-- Begin Recorded data --
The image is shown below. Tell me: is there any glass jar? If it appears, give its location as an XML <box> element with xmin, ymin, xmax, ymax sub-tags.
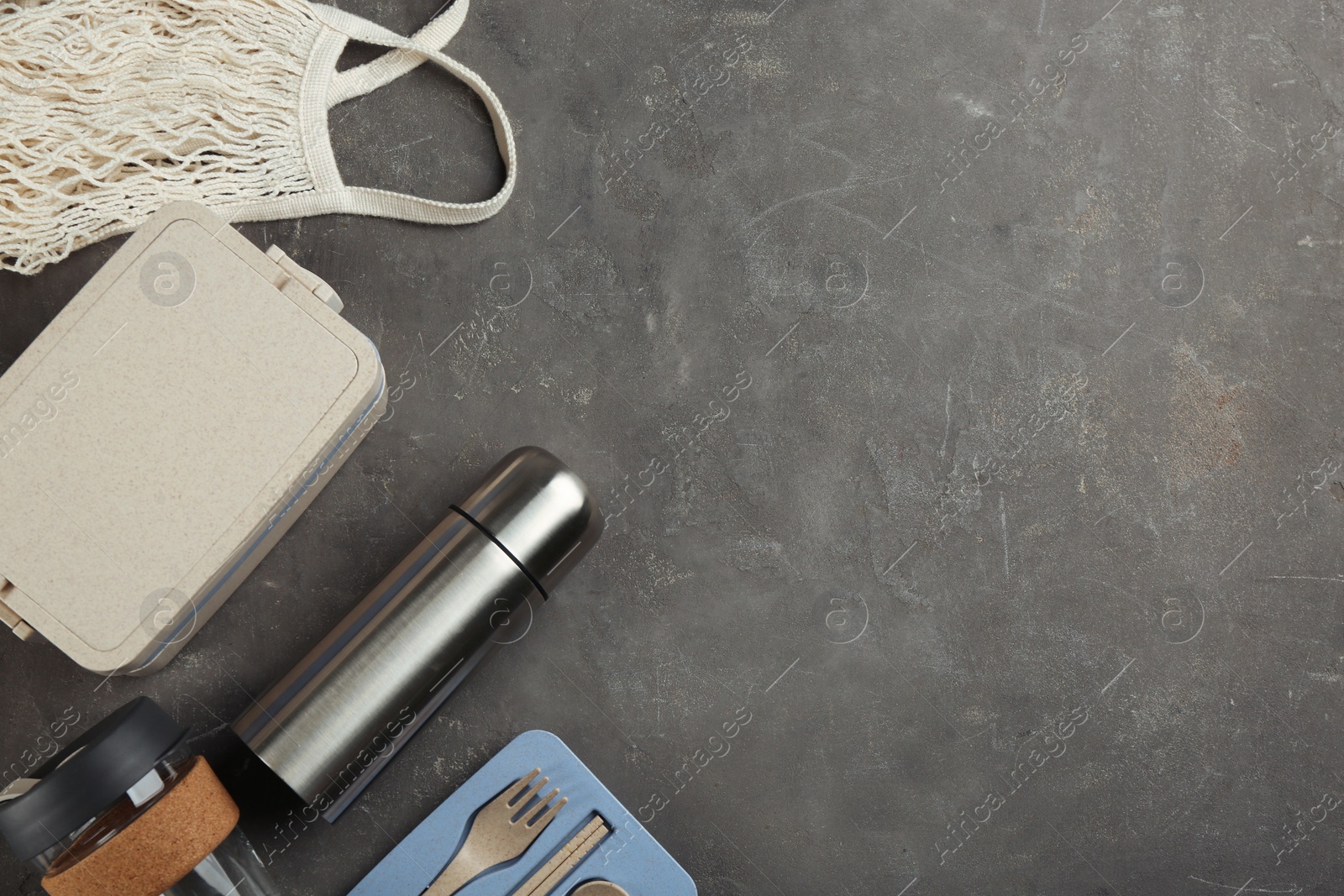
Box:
<box><xmin>0</xmin><ymin>697</ymin><xmax>277</xmax><ymax>896</ymax></box>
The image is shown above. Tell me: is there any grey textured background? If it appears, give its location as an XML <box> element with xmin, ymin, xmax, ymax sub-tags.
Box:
<box><xmin>0</xmin><ymin>0</ymin><xmax>1344</xmax><ymax>896</ymax></box>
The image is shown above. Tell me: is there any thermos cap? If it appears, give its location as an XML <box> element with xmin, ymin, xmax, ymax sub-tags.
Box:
<box><xmin>457</xmin><ymin>446</ymin><xmax>602</xmax><ymax>596</ymax></box>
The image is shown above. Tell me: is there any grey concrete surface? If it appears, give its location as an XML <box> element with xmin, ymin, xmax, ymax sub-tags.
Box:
<box><xmin>0</xmin><ymin>0</ymin><xmax>1344</xmax><ymax>896</ymax></box>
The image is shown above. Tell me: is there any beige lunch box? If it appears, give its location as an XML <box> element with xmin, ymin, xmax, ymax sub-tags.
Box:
<box><xmin>0</xmin><ymin>203</ymin><xmax>387</xmax><ymax>674</ymax></box>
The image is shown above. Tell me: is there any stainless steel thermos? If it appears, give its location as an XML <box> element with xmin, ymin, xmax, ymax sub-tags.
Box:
<box><xmin>234</xmin><ymin>448</ymin><xmax>602</xmax><ymax>820</ymax></box>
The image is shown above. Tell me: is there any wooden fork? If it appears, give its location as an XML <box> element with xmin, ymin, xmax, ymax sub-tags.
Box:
<box><xmin>425</xmin><ymin>768</ymin><xmax>569</xmax><ymax>896</ymax></box>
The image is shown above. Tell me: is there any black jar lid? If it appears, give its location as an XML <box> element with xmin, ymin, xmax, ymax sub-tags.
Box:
<box><xmin>0</xmin><ymin>697</ymin><xmax>186</xmax><ymax>861</ymax></box>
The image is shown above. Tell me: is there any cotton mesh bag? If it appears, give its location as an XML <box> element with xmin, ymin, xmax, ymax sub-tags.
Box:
<box><xmin>0</xmin><ymin>0</ymin><xmax>516</xmax><ymax>274</ymax></box>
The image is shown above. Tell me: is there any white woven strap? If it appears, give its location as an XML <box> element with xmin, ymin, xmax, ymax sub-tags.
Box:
<box><xmin>242</xmin><ymin>0</ymin><xmax>517</xmax><ymax>224</ymax></box>
<box><xmin>327</xmin><ymin>0</ymin><xmax>470</xmax><ymax>107</ymax></box>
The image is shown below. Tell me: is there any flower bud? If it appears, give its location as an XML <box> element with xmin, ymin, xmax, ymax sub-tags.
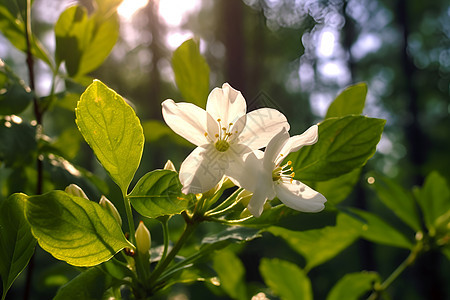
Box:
<box><xmin>64</xmin><ymin>183</ymin><xmax>89</xmax><ymax>200</ymax></box>
<box><xmin>164</xmin><ymin>159</ymin><xmax>177</xmax><ymax>172</ymax></box>
<box><xmin>135</xmin><ymin>221</ymin><xmax>152</xmax><ymax>255</ymax></box>
<box><xmin>98</xmin><ymin>195</ymin><xmax>122</xmax><ymax>226</ymax></box>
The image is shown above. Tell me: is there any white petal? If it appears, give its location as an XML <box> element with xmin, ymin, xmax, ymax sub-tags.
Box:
<box><xmin>275</xmin><ymin>180</ymin><xmax>327</xmax><ymax>212</ymax></box>
<box><xmin>206</xmin><ymin>83</ymin><xmax>247</xmax><ymax>127</ymax></box>
<box><xmin>239</xmin><ymin>108</ymin><xmax>290</xmax><ymax>150</ymax></box>
<box><xmin>225</xmin><ymin>150</ymin><xmax>264</xmax><ymax>191</ymax></box>
<box><xmin>179</xmin><ymin>145</ymin><xmax>226</xmax><ymax>194</ymax></box>
<box><xmin>276</xmin><ymin>125</ymin><xmax>319</xmax><ymax>164</ymax></box>
<box><xmin>264</xmin><ymin>128</ymin><xmax>289</xmax><ymax>171</ymax></box>
<box><xmin>162</xmin><ymin>99</ymin><xmax>219</xmax><ymax>146</ymax></box>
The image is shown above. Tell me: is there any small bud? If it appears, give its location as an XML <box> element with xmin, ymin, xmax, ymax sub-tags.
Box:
<box><xmin>164</xmin><ymin>159</ymin><xmax>177</xmax><ymax>172</ymax></box>
<box><xmin>135</xmin><ymin>221</ymin><xmax>152</xmax><ymax>255</ymax></box>
<box><xmin>236</xmin><ymin>190</ymin><xmax>253</xmax><ymax>207</ymax></box>
<box><xmin>64</xmin><ymin>183</ymin><xmax>89</xmax><ymax>200</ymax></box>
<box><xmin>98</xmin><ymin>195</ymin><xmax>122</xmax><ymax>227</ymax></box>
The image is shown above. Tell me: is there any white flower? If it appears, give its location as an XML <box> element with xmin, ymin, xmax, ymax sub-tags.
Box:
<box><xmin>162</xmin><ymin>83</ymin><xmax>289</xmax><ymax>194</ymax></box>
<box><xmin>230</xmin><ymin>125</ymin><xmax>327</xmax><ymax>217</ymax></box>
-- End Recorded data --
Which lines of the items above contain the word "white"? Show each of those lines in full.

The image is shown above. Tell me: is there any white woven strap? If it appears, give its location as an XML <box> element with xmin, ymin, xmax, ymax sub-tags.
The image is shown above. Tell me: is there any white petal? If it appears, give its location as an XML <box> element with xmin, ymin, xmax, ymax sub-tags.
The image is shown above. Tell me: is there any white flower? If it appears, give its location as an XML <box> element with xmin, ymin, xmax, ymax sub-tags.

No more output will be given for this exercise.